- 課題 1 -
アメリカ海軍の自己検疫隔離措置を扱った記事の本文に出てくる海洋や海の名称をすべて挙げよ。
- 課題 2 -
アメリカ海軍の自己検疫隔離措置を扱った記事について、次の問いに答えよ。
(a) 下命された自己検疫隔離措置の期間は何日間か。
(b) 措置の対象となった艦艇が所属する艦隊として、括弧内に挙げられている二つの艦隊は何か。
(c) 筆者の北村淳の肩書きは何と記されているか。
- 課題 3 -
アメリカ海軍の自己検疫隔離措置を扱った記事のうち、「アメリカ海軍当局による自己検」から「流に存在している意識である。」までの部分を一字も変えずに書き写せ。

- 提供テキスト -

※

米国ワシントン州シアトルで、消毒剤を使用してバスを清掃する車両メンテナンス担当者(2020年3月2日、写真:ロイター/アフロ)

(北村 淳:軍事社会学者)

 アメリカ海軍当局は米大平洋艦隊艦艇(最近、アジア地域に寄港した艦艇)に対して、14日間にわたる自己検疫隔離措置を下命した。韓国や日本やシンガポールをはじめとするアジア太平洋沿岸諸国に寄港した場合、艦艇に乗り組んでいる将兵が新型コロナウイルス感染症(COVID-19)に罹患している可能性が否定できないからである。そのため、該当する軍艦は今後少なくとも2週間はどこにも寄港せずに海上を遊弋(ゆうよく)していなければならない、ということになった。

アメリカでは遠いアジアの出来事

 アメリカ海軍当局による自己検疫隔離措置は、太平洋とインド洋を主たる活動範囲にしている大平洋艦隊(第7艦隊、第3艦隊)に所属している艦艇に対するものであって、現在のところ大西洋や地中海を主たる活動範囲とする艦艇に対しては発せられていない。

 このことは、米海軍当局だけでなくアメリカ公衆衛生当局をはじめとするアメリカ政府、そしてアメリカ一般社会での、今回のCOVID-19に対する初動対応(初期における危機意識)の特徴を如実に表している。それは一言で言うならば、「新型コロナウイルスの感染拡大は遠いアジアでの出来事であり、アメリカはそれほど危険ではない」という意識があったことだ。すなわち、いまだにヨーロッパ系を祖先とする人々が多くの社会中枢を担っているアメリカ社会の底流に存在している意識である。

 もちろん、連邦政府をはじめとする政府機関や軍組織、それに高等教育機関などでも中枢ポストに就いているアジア系やアフリカ系の人材は多数いる。とはいえ、アメリカ社会とりわけ国家の方向を動かすようなレベルにおいては、ヒスパニック系ではない白人が優位に立っていることは否定できない。

CDCも当初は「インフルのほうが危険」

 もし、COVID-19の発生と初期段階での感染拡大が、中国、香港、シンガポールをはじめとするアジアではなく、イタリアやフランスなどのヨーロッパ(とりわけ西欧)地域であったならば、アメリカ公衆衛生局を中心とする米政府当局やアメリカ社会のCOVID-19に対する初期段階での反応と公的対応は、大きく違ったものであったことは間違いない。

※

[データセットの項目]
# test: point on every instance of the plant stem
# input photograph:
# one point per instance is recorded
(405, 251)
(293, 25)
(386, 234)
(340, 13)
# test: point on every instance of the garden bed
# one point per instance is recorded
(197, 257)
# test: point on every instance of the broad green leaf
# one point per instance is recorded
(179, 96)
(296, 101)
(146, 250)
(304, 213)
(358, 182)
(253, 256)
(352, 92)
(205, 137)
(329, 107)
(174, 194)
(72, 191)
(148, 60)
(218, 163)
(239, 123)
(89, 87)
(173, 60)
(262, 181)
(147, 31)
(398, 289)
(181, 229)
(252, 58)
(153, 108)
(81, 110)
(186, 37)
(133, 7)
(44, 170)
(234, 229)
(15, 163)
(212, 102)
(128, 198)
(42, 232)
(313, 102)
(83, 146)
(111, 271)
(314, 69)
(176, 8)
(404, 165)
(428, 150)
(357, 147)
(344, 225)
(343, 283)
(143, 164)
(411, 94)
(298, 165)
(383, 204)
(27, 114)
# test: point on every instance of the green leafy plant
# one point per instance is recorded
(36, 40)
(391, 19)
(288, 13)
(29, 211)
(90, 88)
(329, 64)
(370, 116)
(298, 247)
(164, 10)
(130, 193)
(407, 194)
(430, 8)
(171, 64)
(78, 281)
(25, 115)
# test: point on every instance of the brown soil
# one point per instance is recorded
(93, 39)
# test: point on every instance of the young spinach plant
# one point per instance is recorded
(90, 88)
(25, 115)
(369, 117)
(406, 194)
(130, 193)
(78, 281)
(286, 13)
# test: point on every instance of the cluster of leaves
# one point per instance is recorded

※

- 回答 1 -
太平洋、インド洋、大西洋、地中海の四つである。

- 回答 2 -
(a) 14日間である。
(b) 第7艦隊と第3艦隊である。
(c) 軍事社会学者と記されている。

- 回答 3 -
アメリカ海軍当局による自己検疫隔離措置は、太平洋とインド洋を主たる活動範囲にしている大平洋艦隊(第7艦隊、第3艦隊)に所属している艦艇に対するものであって、現在のところ大西洋や地中海を主たる活動範囲とする艦艇に対しては発せられていない。

 このことは、米海軍当局だけでなくアメリカ公衆衛生当局をはじめとするアメリカ政府、そしてアメリカ一般社会での、今回のCOVID-19に対する初動対応(初期における危機意識)の特徴を如実に表している。それは一言で言うならば、「新型コロナウイルスの感染拡大は遠いアジアでの出来事であり、アメリカはそれほど危険ではない」という意識があったことだ。すなわち、いまだにヨーロッパ系を祖先とする人々が多くの社会中枢を担っているアメリカ社会の底流に存在している意識である。